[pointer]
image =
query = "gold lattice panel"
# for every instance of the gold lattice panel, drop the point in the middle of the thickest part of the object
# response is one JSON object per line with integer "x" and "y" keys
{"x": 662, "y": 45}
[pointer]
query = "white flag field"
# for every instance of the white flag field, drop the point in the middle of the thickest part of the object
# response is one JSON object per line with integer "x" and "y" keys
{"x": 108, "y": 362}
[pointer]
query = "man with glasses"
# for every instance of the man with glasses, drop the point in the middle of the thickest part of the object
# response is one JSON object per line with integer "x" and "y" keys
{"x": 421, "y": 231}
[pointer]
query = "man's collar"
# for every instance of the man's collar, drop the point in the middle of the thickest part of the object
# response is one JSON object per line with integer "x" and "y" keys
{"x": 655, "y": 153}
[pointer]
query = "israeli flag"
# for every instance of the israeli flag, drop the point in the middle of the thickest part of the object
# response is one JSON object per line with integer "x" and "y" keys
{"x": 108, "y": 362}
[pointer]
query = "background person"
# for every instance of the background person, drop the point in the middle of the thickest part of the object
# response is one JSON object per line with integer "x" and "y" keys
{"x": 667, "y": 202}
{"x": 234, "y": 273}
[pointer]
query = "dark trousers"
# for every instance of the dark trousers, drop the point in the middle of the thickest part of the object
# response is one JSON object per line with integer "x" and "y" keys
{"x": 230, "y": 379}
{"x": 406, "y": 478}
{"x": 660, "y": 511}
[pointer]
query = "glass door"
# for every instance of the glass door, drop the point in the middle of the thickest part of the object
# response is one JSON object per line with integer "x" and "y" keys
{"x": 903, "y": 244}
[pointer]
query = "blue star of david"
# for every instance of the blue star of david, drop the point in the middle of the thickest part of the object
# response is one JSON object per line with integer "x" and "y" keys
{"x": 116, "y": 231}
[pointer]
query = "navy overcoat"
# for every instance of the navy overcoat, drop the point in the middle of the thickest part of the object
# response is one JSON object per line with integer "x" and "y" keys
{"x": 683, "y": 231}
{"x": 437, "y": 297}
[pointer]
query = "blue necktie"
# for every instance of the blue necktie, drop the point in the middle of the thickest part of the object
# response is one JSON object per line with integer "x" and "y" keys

==================================================

Ermitteln Sie jede Zeile der Datensätze, in der das Wort „door“ vorkommt. Geben Sie diese Zeilen unverändert wieder.

query = "glass door"
# for every instance of the glass door, drop the point in the middle of the thickest part of the object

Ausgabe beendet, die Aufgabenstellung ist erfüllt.